[Referring expression data]
__________

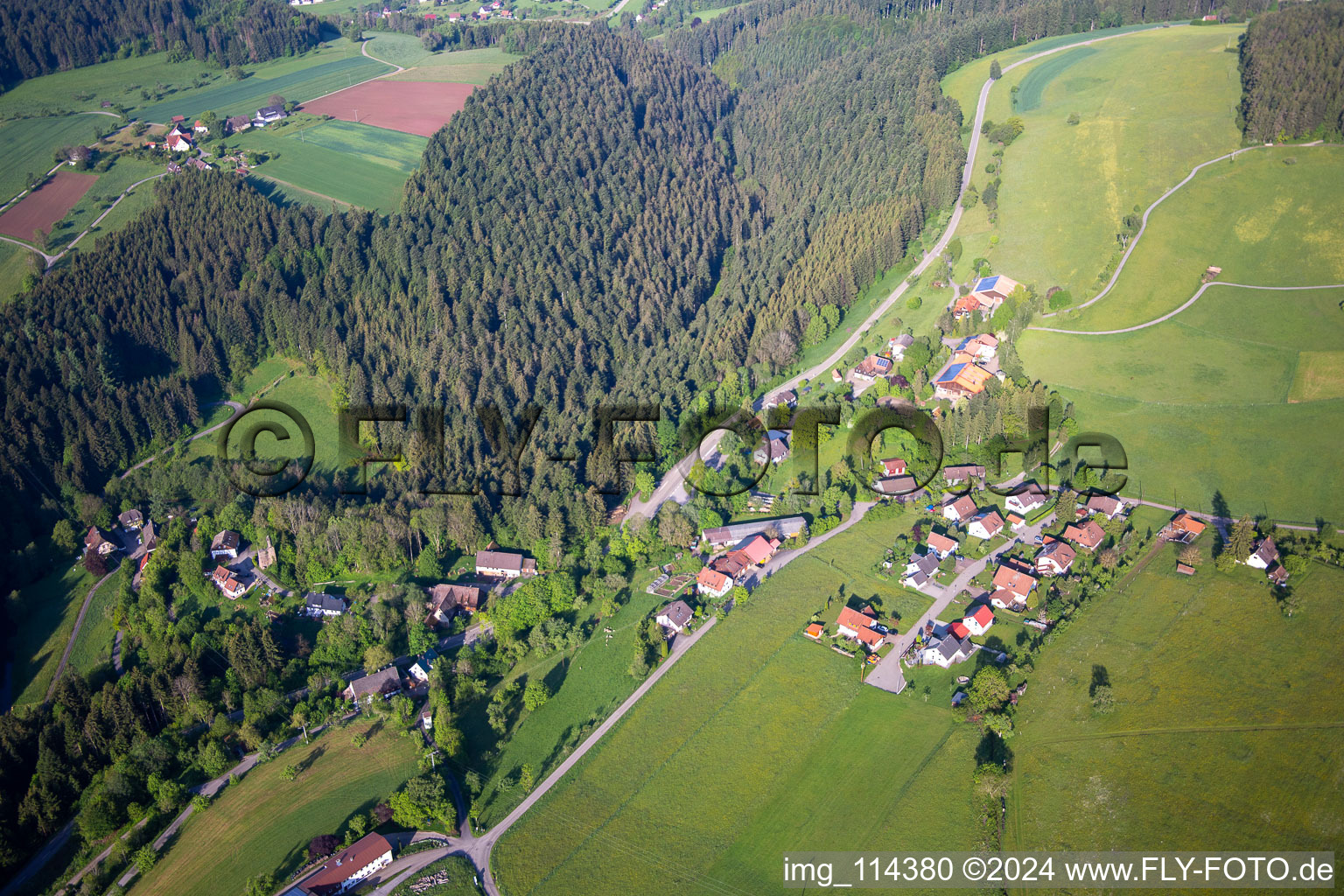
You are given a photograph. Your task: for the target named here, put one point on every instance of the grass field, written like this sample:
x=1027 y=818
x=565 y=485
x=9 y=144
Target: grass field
x=1251 y=378
x=1214 y=719
x=27 y=145
x=340 y=160
x=662 y=803
x=263 y=823
x=1151 y=107
x=45 y=617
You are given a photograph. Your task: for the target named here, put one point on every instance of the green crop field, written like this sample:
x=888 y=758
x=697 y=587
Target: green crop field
x=1151 y=107
x=27 y=147
x=660 y=803
x=263 y=822
x=1215 y=719
x=1249 y=376
x=347 y=161
x=463 y=66
x=45 y=615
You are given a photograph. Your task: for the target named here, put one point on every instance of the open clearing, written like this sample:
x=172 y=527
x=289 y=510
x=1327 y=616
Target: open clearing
x=1151 y=107
x=45 y=206
x=1251 y=378
x=263 y=822
x=414 y=108
x=1190 y=660
x=660 y=805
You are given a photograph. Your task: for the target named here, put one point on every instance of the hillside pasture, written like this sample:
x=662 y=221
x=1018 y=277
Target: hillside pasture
x=662 y=802
x=1218 y=725
x=263 y=822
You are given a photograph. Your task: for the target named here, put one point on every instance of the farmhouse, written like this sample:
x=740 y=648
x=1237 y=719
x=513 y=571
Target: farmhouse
x=446 y=599
x=228 y=584
x=712 y=584
x=1054 y=557
x=980 y=621
x=777 y=451
x=897 y=346
x=1027 y=497
x=225 y=544
x=1106 y=506
x=676 y=615
x=958 y=474
x=872 y=367
x=1183 y=528
x=722 y=536
x=323 y=605
x=895 y=485
x=960 y=509
x=1012 y=579
x=504 y=564
x=892 y=466
x=941 y=544
x=100 y=542
x=1088 y=536
x=1265 y=555
x=985 y=526
x=383 y=682
x=344 y=870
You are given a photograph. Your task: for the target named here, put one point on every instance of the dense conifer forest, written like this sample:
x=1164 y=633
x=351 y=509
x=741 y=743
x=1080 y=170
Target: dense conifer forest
x=1293 y=73
x=39 y=38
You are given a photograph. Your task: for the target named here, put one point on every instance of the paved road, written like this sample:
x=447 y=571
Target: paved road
x=674 y=482
x=1133 y=243
x=238 y=409
x=887 y=672
x=1173 y=313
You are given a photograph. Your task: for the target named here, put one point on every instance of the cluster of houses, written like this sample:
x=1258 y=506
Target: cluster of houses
x=973 y=363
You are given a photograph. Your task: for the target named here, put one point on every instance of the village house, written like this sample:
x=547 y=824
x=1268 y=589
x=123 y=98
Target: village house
x=225 y=544
x=1265 y=554
x=1012 y=579
x=1054 y=557
x=676 y=615
x=323 y=605
x=872 y=367
x=978 y=621
x=920 y=570
x=1106 y=506
x=424 y=665
x=721 y=536
x=228 y=584
x=385 y=682
x=985 y=526
x=504 y=564
x=1183 y=528
x=855 y=626
x=1027 y=497
x=100 y=542
x=712 y=584
x=446 y=599
x=777 y=451
x=960 y=509
x=1088 y=536
x=962 y=474
x=941 y=544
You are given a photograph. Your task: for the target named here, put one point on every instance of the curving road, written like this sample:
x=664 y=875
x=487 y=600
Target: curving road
x=1173 y=313
x=674 y=481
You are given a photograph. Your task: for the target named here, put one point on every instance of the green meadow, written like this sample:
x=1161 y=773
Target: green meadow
x=341 y=160
x=662 y=802
x=1150 y=108
x=1219 y=710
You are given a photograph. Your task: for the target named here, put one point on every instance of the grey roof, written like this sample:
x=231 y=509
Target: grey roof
x=324 y=602
x=788 y=526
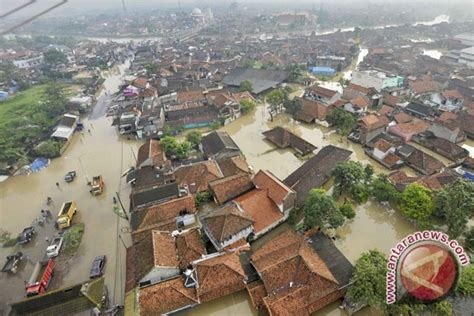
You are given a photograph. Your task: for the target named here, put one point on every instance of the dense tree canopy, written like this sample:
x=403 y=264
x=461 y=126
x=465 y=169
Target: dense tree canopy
x=341 y=119
x=454 y=205
x=417 y=204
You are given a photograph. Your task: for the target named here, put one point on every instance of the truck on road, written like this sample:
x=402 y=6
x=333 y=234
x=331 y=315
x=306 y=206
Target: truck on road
x=40 y=278
x=66 y=214
x=97 y=185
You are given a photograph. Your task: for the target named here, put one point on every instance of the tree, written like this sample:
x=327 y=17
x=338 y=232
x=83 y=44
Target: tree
x=247 y=105
x=293 y=106
x=369 y=279
x=466 y=281
x=417 y=204
x=194 y=138
x=383 y=190
x=321 y=210
x=353 y=178
x=246 y=85
x=454 y=205
x=275 y=98
x=341 y=119
x=54 y=57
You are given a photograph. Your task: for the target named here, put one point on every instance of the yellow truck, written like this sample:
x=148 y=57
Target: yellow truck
x=97 y=185
x=66 y=214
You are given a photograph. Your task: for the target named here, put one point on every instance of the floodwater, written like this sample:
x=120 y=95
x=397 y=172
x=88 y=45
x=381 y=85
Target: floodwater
x=101 y=151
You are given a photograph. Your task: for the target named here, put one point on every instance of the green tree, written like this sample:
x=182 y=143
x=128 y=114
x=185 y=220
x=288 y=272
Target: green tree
x=194 y=138
x=342 y=120
x=383 y=190
x=454 y=205
x=246 y=85
x=54 y=57
x=275 y=98
x=466 y=281
x=247 y=105
x=417 y=204
x=293 y=107
x=321 y=210
x=368 y=279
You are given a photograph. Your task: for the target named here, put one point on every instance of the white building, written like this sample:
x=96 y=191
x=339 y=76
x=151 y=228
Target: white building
x=467 y=57
x=376 y=79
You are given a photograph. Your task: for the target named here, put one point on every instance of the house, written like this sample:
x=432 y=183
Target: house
x=164 y=216
x=376 y=79
x=321 y=94
x=146 y=197
x=195 y=178
x=228 y=188
x=227 y=225
x=419 y=110
x=218 y=145
x=298 y=276
x=442 y=146
x=151 y=154
x=368 y=127
x=268 y=204
x=166 y=297
x=424 y=163
x=283 y=138
x=65 y=128
x=313 y=112
x=384 y=152
x=261 y=80
x=71 y=300
x=316 y=171
x=407 y=130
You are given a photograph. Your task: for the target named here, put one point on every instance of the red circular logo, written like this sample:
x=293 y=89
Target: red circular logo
x=428 y=272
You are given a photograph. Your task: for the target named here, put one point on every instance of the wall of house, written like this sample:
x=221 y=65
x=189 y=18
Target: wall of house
x=159 y=274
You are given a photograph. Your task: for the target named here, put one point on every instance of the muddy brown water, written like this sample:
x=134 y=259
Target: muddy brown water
x=22 y=197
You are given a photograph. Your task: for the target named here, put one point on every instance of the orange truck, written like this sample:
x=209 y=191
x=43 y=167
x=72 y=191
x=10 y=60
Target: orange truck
x=97 y=185
x=40 y=278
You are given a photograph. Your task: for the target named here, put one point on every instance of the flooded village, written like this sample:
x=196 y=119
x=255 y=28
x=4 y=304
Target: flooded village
x=234 y=164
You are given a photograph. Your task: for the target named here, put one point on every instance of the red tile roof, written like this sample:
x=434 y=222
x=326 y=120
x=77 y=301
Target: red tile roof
x=164 y=297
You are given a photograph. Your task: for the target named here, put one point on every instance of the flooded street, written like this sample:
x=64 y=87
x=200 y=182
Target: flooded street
x=22 y=198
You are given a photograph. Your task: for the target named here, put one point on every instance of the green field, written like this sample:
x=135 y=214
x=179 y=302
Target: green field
x=23 y=121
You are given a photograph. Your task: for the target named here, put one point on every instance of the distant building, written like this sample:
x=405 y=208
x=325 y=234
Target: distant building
x=376 y=79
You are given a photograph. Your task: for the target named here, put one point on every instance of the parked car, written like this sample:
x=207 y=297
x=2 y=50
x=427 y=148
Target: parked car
x=26 y=235
x=98 y=266
x=69 y=177
x=53 y=249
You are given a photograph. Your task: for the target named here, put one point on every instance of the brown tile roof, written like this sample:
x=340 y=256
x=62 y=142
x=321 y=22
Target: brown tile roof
x=226 y=222
x=198 y=175
x=225 y=189
x=382 y=145
x=312 y=110
x=233 y=165
x=283 y=138
x=163 y=212
x=152 y=150
x=164 y=250
x=423 y=86
x=402 y=117
x=219 y=276
x=358 y=88
x=276 y=189
x=190 y=247
x=295 y=277
x=164 y=297
x=260 y=207
x=323 y=92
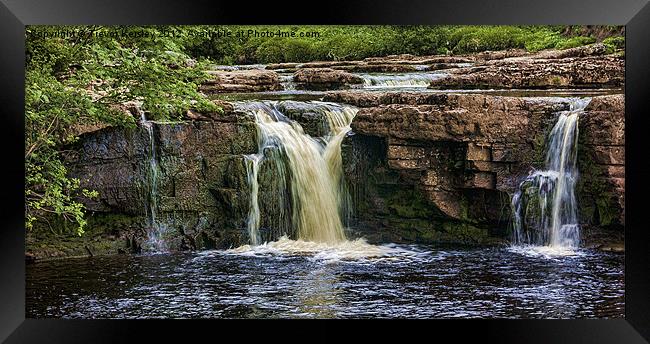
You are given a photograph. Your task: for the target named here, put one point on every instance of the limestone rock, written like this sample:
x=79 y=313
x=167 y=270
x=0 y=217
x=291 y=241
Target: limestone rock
x=246 y=80
x=324 y=78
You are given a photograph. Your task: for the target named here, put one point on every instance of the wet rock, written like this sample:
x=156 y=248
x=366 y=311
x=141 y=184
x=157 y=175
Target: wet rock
x=601 y=161
x=324 y=78
x=535 y=73
x=461 y=156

__________

# BRIEF:
Would you please repeat exactly the lines above, starting at the line with "Target: yellow truck" and stopping at the line with "the house, written", both included?

# ANSWER:
Target: yellow truck
x=97 y=185
x=66 y=214
You are given a photograph. Your task: for the target named here, put one point on every instance of the floodwater, written like this sample:
x=120 y=95
x=397 y=172
x=88 y=45
x=381 y=85
Target: floodwater
x=101 y=151
You are given a photograph. Your task: for the target named here, put one point on every instance of the green tree, written like this sample:
x=182 y=143
x=128 y=114
x=185 y=220
x=288 y=272
Target: green tree
x=194 y=138
x=342 y=120
x=383 y=190
x=454 y=205
x=246 y=85
x=54 y=57
x=275 y=98
x=466 y=281
x=247 y=105
x=417 y=204
x=293 y=107
x=321 y=210
x=368 y=279
You are given a photograph. Your task: for the target named here, put one point on every instance of the white building, written like this sample:
x=96 y=191
x=339 y=76
x=151 y=228
Target: white building
x=467 y=57
x=376 y=79
You are given a photograph. Your task: for the target named here, put one point on every instance of the house, written like this sample:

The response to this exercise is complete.